Rewrite the rows between the line containing "Where can the diamond" and the line containing "<point>351,261</point>", inclusive, keeping the request text and its sample points unchanged. Multiply each answer point coordinate by 0.8 and round to whole numbers, with halves rounding up.

-- Begin Material to process --

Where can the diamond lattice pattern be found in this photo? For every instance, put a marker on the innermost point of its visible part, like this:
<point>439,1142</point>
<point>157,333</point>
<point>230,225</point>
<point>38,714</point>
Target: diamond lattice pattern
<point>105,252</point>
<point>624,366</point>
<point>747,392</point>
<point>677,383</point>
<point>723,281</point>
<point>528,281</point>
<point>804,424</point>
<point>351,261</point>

-- End Material to process --
-- Begin Material to process --

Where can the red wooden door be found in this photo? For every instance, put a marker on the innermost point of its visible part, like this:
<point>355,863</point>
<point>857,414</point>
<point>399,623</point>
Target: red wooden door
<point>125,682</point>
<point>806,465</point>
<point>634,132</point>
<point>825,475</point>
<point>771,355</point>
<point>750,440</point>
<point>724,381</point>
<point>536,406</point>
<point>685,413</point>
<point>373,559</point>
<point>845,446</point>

-- End Material to process --

**Result for this exercise**
Where can the diamond lattice pattern be found in this photo? For every instance, put a marker on the innermost point of its visible part, like this:
<point>439,1142</point>
<point>157,333</point>
<point>230,225</point>
<point>38,714</point>
Target: diamond lattice pattern
<point>84,202</point>
<point>499,293</point>
<point>598,314</point>
<point>542,306</point>
<point>578,225</point>
<point>422,225</point>
<point>643,339</point>
<point>281,209</point>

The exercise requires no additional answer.